## Exercise goal
Locate each line in the listing below that contains the word "white" and copy those lines in full.

## Material for the task

* * * * * * * * *

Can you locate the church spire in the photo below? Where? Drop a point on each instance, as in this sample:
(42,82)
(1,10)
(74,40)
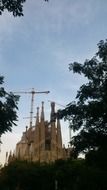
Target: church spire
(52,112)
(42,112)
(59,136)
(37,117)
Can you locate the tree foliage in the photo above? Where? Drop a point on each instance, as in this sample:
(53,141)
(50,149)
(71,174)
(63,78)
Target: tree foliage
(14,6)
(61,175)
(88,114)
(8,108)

* * * * * * * * *

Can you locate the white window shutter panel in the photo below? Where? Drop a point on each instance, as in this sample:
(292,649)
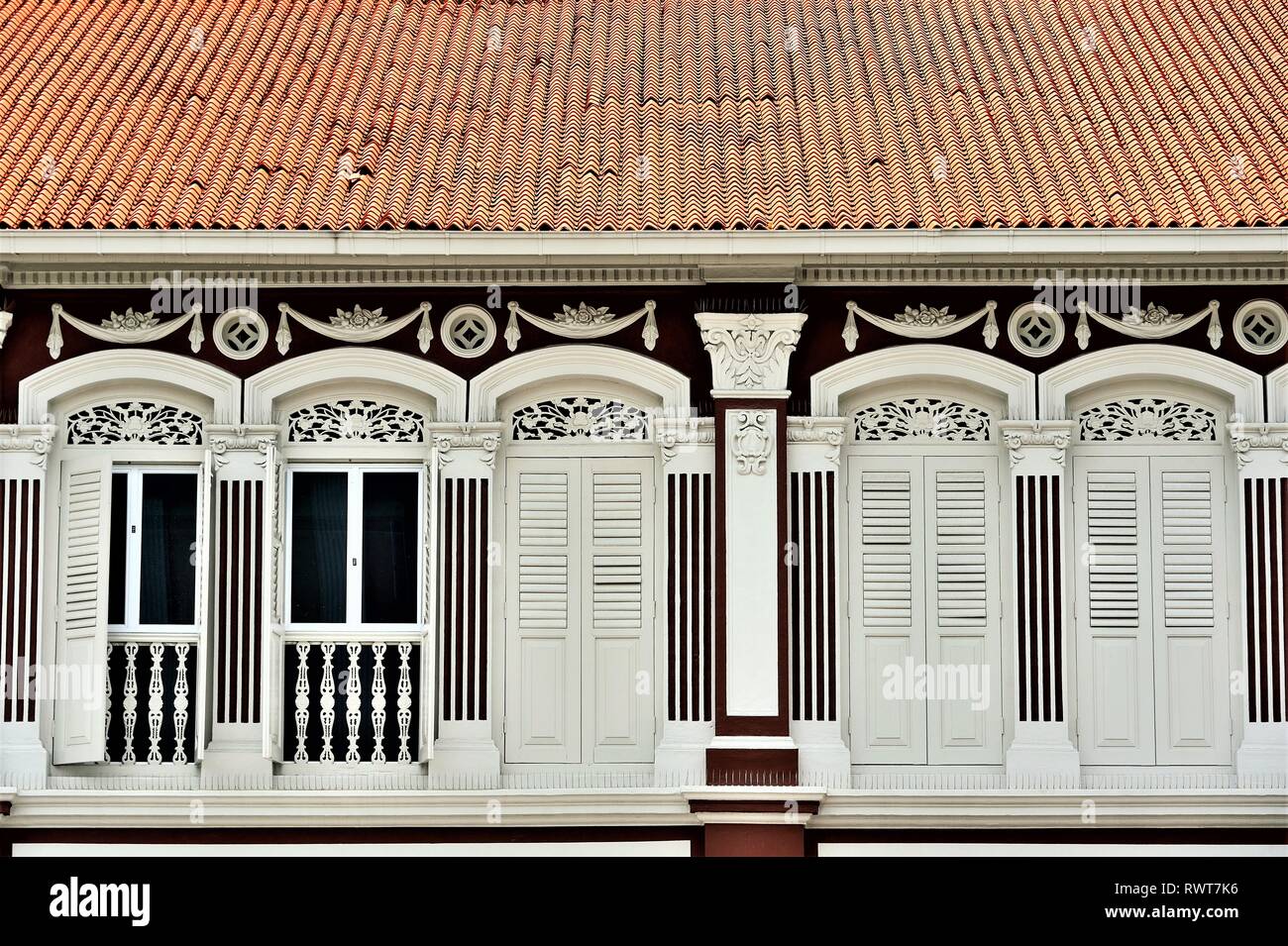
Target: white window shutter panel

* * * * * * * * *

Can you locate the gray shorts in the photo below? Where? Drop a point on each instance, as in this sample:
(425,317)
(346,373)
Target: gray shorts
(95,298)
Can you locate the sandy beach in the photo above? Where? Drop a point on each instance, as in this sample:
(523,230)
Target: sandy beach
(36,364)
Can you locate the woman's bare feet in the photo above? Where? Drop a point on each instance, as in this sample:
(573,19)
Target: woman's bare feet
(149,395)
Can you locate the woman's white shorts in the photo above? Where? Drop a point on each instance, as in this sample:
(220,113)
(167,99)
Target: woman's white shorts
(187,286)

* * * * * * * * *

## Full solution
Can you locate the white window shutter panel in the photo below? Where? Drop a point on each instance, as in this sample:
Target: white window shutter panel
Can you locate the woman's white shorts in the photo above? Where? Drop a point on each instance, as in this sample:
Target: woman's white shorts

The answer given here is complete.